■ **TASK STATEMENT**: Reproduce every entry exactly, without alteration.
----
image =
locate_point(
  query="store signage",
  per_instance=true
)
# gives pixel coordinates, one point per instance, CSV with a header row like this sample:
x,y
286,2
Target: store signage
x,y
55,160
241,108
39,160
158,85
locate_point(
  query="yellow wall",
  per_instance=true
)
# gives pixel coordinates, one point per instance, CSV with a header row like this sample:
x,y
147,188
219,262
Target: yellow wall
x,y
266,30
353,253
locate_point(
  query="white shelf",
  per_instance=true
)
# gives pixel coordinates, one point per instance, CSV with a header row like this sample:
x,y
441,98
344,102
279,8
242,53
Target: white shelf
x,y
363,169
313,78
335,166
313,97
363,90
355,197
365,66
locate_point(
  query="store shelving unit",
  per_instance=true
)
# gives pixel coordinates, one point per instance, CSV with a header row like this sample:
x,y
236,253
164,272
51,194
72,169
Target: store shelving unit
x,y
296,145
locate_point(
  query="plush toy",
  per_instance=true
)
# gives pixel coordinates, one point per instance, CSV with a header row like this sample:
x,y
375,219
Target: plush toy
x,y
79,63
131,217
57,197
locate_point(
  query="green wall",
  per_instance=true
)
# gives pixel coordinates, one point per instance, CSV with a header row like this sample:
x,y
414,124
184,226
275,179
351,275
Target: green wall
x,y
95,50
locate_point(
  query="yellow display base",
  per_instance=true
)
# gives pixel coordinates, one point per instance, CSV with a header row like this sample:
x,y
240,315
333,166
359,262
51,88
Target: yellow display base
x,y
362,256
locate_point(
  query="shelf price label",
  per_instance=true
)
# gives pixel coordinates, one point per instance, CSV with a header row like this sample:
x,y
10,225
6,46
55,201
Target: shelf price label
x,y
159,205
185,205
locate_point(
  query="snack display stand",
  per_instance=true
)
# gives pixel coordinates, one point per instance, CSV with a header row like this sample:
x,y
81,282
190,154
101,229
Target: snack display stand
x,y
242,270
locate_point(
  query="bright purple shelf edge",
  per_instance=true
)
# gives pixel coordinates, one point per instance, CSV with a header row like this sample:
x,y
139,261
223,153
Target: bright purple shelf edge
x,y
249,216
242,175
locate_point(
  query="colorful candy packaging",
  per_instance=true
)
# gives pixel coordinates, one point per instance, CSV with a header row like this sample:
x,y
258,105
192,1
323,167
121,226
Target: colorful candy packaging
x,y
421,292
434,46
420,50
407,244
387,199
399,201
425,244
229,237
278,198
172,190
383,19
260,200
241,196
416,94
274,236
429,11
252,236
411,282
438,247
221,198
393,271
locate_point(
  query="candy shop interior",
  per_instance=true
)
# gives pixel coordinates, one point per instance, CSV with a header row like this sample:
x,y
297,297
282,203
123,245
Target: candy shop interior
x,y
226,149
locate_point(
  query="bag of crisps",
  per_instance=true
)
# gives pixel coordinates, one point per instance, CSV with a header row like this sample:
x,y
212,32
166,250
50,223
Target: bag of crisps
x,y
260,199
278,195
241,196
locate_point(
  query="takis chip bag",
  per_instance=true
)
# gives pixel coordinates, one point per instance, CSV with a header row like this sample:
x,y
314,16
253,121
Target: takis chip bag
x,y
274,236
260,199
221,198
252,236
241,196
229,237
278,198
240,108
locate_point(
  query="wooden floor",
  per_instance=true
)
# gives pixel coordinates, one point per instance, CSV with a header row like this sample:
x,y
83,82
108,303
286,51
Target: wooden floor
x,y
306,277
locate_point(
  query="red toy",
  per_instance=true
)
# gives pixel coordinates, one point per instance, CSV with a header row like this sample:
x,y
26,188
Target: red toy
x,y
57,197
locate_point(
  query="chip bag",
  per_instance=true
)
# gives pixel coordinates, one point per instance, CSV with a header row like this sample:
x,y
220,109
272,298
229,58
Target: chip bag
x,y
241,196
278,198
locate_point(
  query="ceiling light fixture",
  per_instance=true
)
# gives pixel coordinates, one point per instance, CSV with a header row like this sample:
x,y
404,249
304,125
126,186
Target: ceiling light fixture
----
■ **PROBLEM SOLUTION**:
image =
locate_point(
  query="store signage",
  per_instance=true
)
# gives pixel coordinates, one point per instance, CSV with a header row like this sample:
x,y
286,2
Target: store signage
x,y
55,160
241,108
39,160
158,85
locate_point(
  query="yellow wall",
  per_instance=true
)
# gives pixel coordinates, one point per instance, CSV with a header row like this sample:
x,y
147,188
219,262
Target: yellow wall
x,y
266,30
353,253
locate_point(
  query="white shelf",
  per_instance=true
)
# gives pixel coordinates, one point per instance, CSV with a header row like this sample:
x,y
441,98
344,102
279,8
242,53
Target: white shelf
x,y
363,169
313,78
335,166
313,97
363,90
355,197
365,66
locate_point(
  query="store shelving unit",
  per_instance=true
)
# gives pixel coordinates, one point per instance, CSV with a header row like this sample:
x,y
236,253
164,272
51,194
72,169
Target: store shelving unit
x,y
296,145
locate_point(
  query="plush toy",
  per_instance=true
)
# gives pixel coordinates, one point per instance, CSV with a header row like this sample:
x,y
375,219
Target: plush toy
x,y
79,63
131,217
57,197
locate_point(
  query="green wall",
  per_instance=true
)
# gives pixel coordinates, one point per instance, CSV with a header row like this sample:
x,y
414,124
184,226
275,179
351,275
Target: green wall
x,y
95,50
locate_point(
  query="yellow display base",
  per_instance=true
)
# gives pixel coordinates, one point per instance, CSV with a header row like this sample:
x,y
240,315
333,166
359,262
51,88
Target: yellow display base
x,y
362,256
locate_point(
  query="shelf price label",
  per_instance=true
)
# gives pixel coordinates, one point per instance, CSV with a header row like this sample:
x,y
10,225
6,46
55,201
Target: shelf price label
x,y
159,205
185,205
locate_point(
  query="snack display stand",
  per_instance=true
)
# gives pixel coordinates, one point per instance, CSV with a header row like this sample:
x,y
81,282
190,154
101,229
Target: snack display stand
x,y
242,270
locate_point(
  query="bright purple shelf edge",
  per_instance=true
)
# gives pixel coordinates, one point per instance, CSV with a header row like this sample:
x,y
139,261
223,153
Target: bright purple shelf edge
x,y
249,216
242,175
locate_point(
  query="colorful candy packaging",
  per_instance=true
)
# gives pixel coordinates, one point per instance, CSV with a header row like this sample:
x,y
258,105
192,1
323,167
121,226
Target: colorful candy packaging
x,y
421,292
434,46
420,50
407,244
387,199
399,201
425,244
229,237
278,198
172,190
383,19
260,200
241,196
416,94
274,236
429,11
252,236
411,282
438,247
221,198
393,271
locate_point(
  query="candy shop interior",
  per_instance=true
)
# gives pixel coordinates, one point per instance, CSV with a header row like this sample:
x,y
297,297
282,203
123,245
Target: candy shop interior
x,y
226,149
locate_point(
  query="bag of crisps",
  per_instance=true
)
# gives pixel coordinates, one point per instance, CSV with a header row like this sample:
x,y
212,32
166,250
50,223
Target: bag of crisps
x,y
260,199
278,195
241,196
locate_point(
  query="takis chip bag",
  per_instance=true
)
# gives pixel coordinates, one point per instance, CSV with a header row like this sample:
x,y
314,16
253,121
Target: takis chip bag
x,y
274,236
260,199
221,198
252,236
241,196
229,237
278,198
240,108
locate_point(
  query="wooden floor",
  per_instance=true
)
# gives pixel coordinates, one point per instance, CSV with a header row like this sample:
x,y
83,82
108,303
286,51
Target: wooden floor
x,y
306,277
locate_point(
  query="red toy",
  per_instance=true
)
# gives pixel coordinates, one point per instance, CSV with a header row like this sample:
x,y
26,188
Target: red toy
x,y
57,197
locate_point(
  query="chip bag",
  per_instance=true
)
# gives pixel coordinates, one point per instance, CSV with a header row like this sample:
x,y
220,109
272,298
229,58
Target: chip bag
x,y
241,196
278,198
locate_point(
  query="ceiling light fixture",
  per_instance=true
)
# gives pixel coordinates, one point per instance, CSV with a header row like this sample:
x,y
404,249
304,125
126,186
Target: ceiling light fixture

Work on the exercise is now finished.